■ **JOB**
Rewrite the listing below, changing "separate line" to "new line" and leaving everything else untouched.

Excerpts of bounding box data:
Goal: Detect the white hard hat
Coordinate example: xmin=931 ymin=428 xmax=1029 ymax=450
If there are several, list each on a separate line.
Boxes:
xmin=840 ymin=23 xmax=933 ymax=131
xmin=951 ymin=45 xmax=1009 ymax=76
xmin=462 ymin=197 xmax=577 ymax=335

■ **EXPECTED ANSWER**
Goal: Detect the white hard hat
Coordinate example: xmin=931 ymin=428 xmax=1029 ymax=450
If there are several, list each on a new line.
Boxes:
xmin=840 ymin=23 xmax=933 ymax=131
xmin=951 ymin=45 xmax=1009 ymax=76
xmin=462 ymin=197 xmax=577 ymax=335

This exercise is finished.